Directions for this task> The result should be the lines from the one holding "Target: blurred green background" to the final line of the records below, repeated exactly and with no pictures.

Data extracted from a collection:
-- Opening Marker --

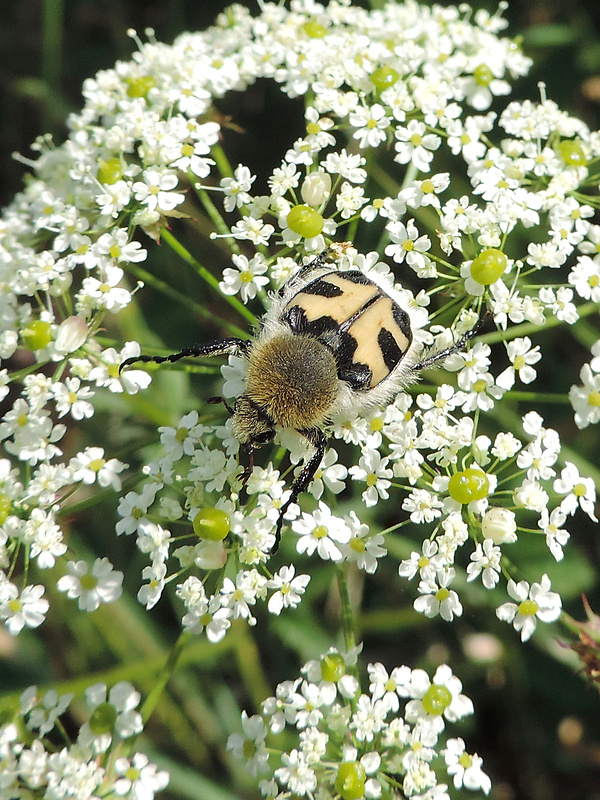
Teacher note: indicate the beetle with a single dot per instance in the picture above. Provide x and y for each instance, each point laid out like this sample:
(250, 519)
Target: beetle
(331, 342)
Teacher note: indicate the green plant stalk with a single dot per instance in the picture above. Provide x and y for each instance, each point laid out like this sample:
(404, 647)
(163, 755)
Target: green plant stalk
(164, 676)
(186, 256)
(346, 616)
(53, 24)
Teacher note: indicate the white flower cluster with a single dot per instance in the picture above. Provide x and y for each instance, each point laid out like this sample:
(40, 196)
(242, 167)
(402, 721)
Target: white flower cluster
(35, 765)
(352, 744)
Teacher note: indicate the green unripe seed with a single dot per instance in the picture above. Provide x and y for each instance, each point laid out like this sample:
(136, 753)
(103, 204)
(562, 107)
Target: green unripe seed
(469, 485)
(489, 266)
(383, 77)
(37, 334)
(314, 29)
(350, 780)
(139, 87)
(436, 699)
(332, 667)
(212, 523)
(110, 171)
(305, 221)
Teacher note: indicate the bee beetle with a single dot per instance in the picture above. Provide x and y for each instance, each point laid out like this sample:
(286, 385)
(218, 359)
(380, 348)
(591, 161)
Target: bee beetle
(331, 341)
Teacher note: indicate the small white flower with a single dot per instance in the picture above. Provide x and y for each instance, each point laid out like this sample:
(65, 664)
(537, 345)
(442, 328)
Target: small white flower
(288, 589)
(91, 588)
(533, 604)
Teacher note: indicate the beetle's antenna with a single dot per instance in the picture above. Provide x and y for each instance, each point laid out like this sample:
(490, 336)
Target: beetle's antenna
(435, 358)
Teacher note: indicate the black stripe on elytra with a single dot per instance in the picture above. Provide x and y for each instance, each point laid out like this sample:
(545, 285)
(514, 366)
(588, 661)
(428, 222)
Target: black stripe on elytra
(296, 318)
(391, 352)
(322, 288)
(351, 320)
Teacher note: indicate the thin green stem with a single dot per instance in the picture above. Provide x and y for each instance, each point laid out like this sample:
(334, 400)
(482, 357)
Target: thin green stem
(164, 676)
(347, 616)
(207, 276)
(185, 301)
(53, 22)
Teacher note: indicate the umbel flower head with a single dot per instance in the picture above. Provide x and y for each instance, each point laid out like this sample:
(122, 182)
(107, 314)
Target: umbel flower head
(352, 744)
(405, 87)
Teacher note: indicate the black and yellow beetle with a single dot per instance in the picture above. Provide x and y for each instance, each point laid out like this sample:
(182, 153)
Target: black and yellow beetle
(331, 341)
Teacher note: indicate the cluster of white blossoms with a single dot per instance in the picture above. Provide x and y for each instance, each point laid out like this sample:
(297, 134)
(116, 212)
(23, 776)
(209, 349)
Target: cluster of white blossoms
(355, 745)
(37, 761)
(415, 81)
(405, 92)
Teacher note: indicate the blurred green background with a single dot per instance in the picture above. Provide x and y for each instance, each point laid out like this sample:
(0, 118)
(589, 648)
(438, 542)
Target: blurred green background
(537, 724)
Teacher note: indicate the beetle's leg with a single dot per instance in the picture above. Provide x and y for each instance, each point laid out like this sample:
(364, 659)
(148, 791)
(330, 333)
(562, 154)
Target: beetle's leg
(317, 438)
(219, 348)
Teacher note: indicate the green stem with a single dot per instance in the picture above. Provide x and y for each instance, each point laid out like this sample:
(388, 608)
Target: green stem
(196, 308)
(164, 676)
(184, 254)
(347, 616)
(53, 23)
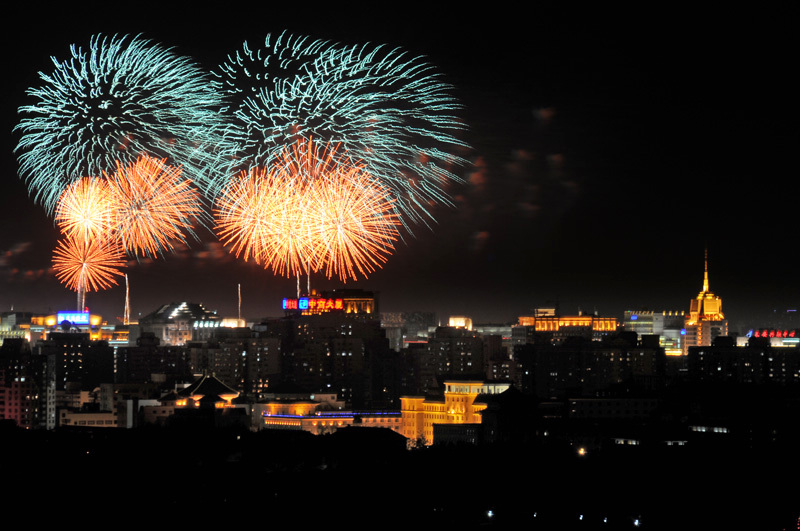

-- Closing Marker --

Answer to this task>
Target: blurred green background
(537, 724)
Teacher note: indicate the beetle's leg with a single dot per instance in the picture above. Provide x and y for each instance, each point laid out like this sample:
(364, 659)
(148, 791)
(330, 333)
(562, 154)
Target: beetle's leg
(317, 438)
(219, 348)
Teacher note: indicate the green stem with a single dot per instance in the picture above. Provide x and y for each instance, each point laid out like this sample:
(388, 608)
Target: green stem
(196, 308)
(164, 676)
(184, 254)
(347, 616)
(53, 23)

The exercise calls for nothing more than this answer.